DOCUMENT EXTRACT:
▼▼▼
Your have the unique Hendey pleasure of just lifting the spindle out of the bearings. All later "Tie Bar" Hendeys have to have the spindle pass thru the bull gear and front spindle bearing in the process of disassembly - since there are no bearing caps to remove

If the gear prospect ISN'T 85 teeth and 10 DP, it isn't going to work
 
You probably know this, but the only way to press the gear off the spindle without damaging it is to make a set of steel plates with a hole cut (or bored) in them the diameter of the spindle. These are then placed under the gear to support the hub when the pressing out of the spindle is done. Proper and full support of the hub and transferring the load to the press platen is essential. I've seen people attempt to press out similar shafts from gears or pulleys, supporting them on the rims, and sometime they get lucky... and sometimes they wind up deforming the web between hub and rim, or cracking it.

My other "trick" (tho it is hardly that), is to take a small brazing tip on an Oxyacetylene torch and put some heat on the hub. If there is a keyway in the hub, put the heat at the area of the hub above the keyway (I call this the "arch". This is the thinnest section of the hub and will expand first, and will spring the rest of the bore open slightly. An old millwright super taught me this many years ago on turbine erecting jobs, and it is a trick I have used many times since. It has never failed me, and works when other people have heated hubs to a black heat and been unable to get them off the shafts, even with hydraulic pullers. I told them to let things cool overnight, and the next day, showed them where to put the heat. With hardly any strain, the puller then took the hub off the shaft- this being a 10" diameter shaft on a speed increasing gearbox for a hydroelectric turbine and generator.

Another trick is to get hold of some beeswax. Once you have heated the hub at the keyway area (heat only until you can just touch it lightly and then have to pull your fingers away), apply the beeswax to the hub/spindle. It will wick into the fit between the hub and spindle if the heat has expanded the hub any small amount, or around the key/keyway. Beeswax is often better than penetrating oil, and will act as a lubricant when you press the spindle out of the bull gear hub.
▲▲▲
WRITTEN REQUEST 1: Can you recast the records as a JSON list of strings, one string per line, with blank lines omitted, covering the lines from the start of the records through the line containing "<point>529,319</point>", inclusive, and leaving the pictures out?
The records are unrelated to the text about freeing a gear from a lathe spindle.

DATA TO PROCESS:
▼▼▼
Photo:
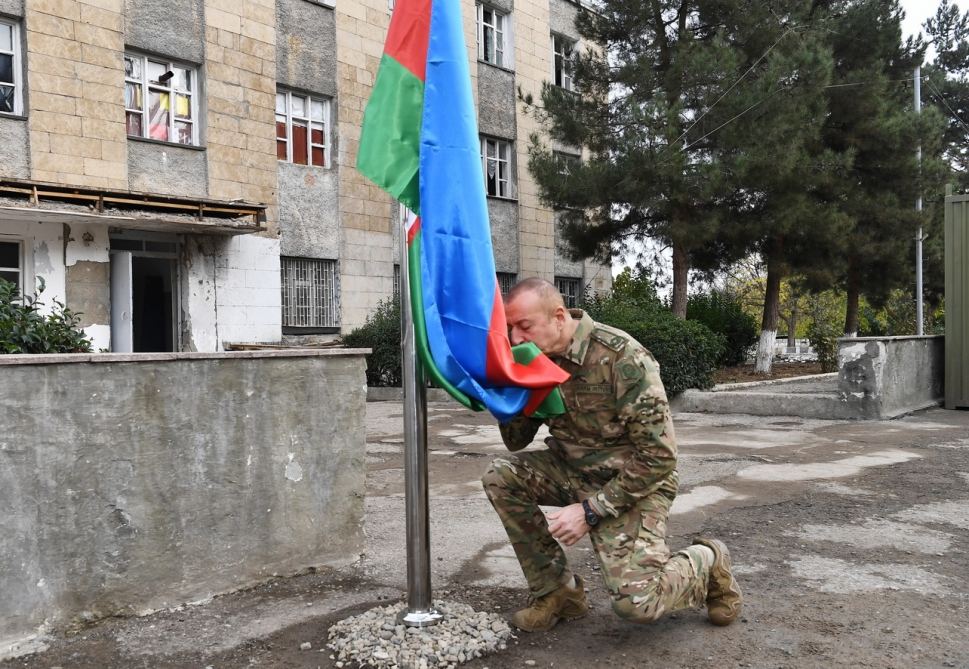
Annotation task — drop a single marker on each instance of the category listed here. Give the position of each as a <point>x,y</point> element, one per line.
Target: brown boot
<point>566,603</point>
<point>724,599</point>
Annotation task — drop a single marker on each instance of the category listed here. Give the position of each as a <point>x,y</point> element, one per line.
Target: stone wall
<point>884,377</point>
<point>76,92</point>
<point>131,483</point>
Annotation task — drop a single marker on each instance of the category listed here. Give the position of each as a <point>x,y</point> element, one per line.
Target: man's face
<point>529,319</point>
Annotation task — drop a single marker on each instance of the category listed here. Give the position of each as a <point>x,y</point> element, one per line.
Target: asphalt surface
<point>850,540</point>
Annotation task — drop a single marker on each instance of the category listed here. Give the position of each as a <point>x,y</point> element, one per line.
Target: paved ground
<point>851,540</point>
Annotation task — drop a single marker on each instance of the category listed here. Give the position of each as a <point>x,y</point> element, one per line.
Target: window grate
▲▲▲
WRITTEN REQUEST 2: Can you continue the advice on getting a bull gear off a lathe spindle, picking up after its last sentence?

FINAL ANSWER 1:
[
  "Photo:",
  "Annotation task — drop a single marker on each instance of the category listed here. Give the position of each as a <point>x,y</point> element, one per line.",
  "Target: brown boot",
  "<point>566,603</point>",
  "<point>724,599</point>",
  "Annotation task — drop a single marker on each instance of the category listed here. Give the position of each as a <point>x,y</point> element, one per line.",
  "Target: stone wall",
  "<point>884,377</point>",
  "<point>76,92</point>",
  "<point>131,483</point>",
  "Annotation task — drop a single marker on each instance of the category listed here. Give the position of each as a <point>x,y</point> element, one per line.",
  "Target: man's face",
  "<point>529,319</point>"
]

FINAL ANSWER 2:
I am a great believer in giving press-fits a little help when trying to break them apart, and this help is in the form of some carefully applied and limited heating. My own thinking is a press fit often results in a permanent deformation of the metal parts in the area of the fit. The hub, being cast iron and softer, has probably deformed to some small amount, to accomodate the spindle. This deformation produces something of a "locking" action, and if the parts were pressed together dry, a slight galling sometimes occurs. Either way, the result- at least in my experience- seems like pressed fits come apart with more force required than it took to make them up. I figure that if I can "ease off" the fit even a small amount by thermal expansion, I go for it. Another trick we've used on hollow shafts was to pack them with dry ice pellets to chill them down and shrink them while in place, then put the heat to the hub of the shaft coupling we had to remove. A couple of hundred degrees of temperature difference between the hub and spindle can make a world of difference in how things come apart.
 
If you are absolutely, positively going to replace that bull gear in its entirety, then you could consider splitting it off the shaft.

I have the same problem - missing bull gear teeth on a tie-bar Hendey. When I get "a round tuit", I'm going the turn off the remaining teeth and have a ring shrunk on. New teeth will be cut in the ring after it is shrunk on, thus insuring concentricity.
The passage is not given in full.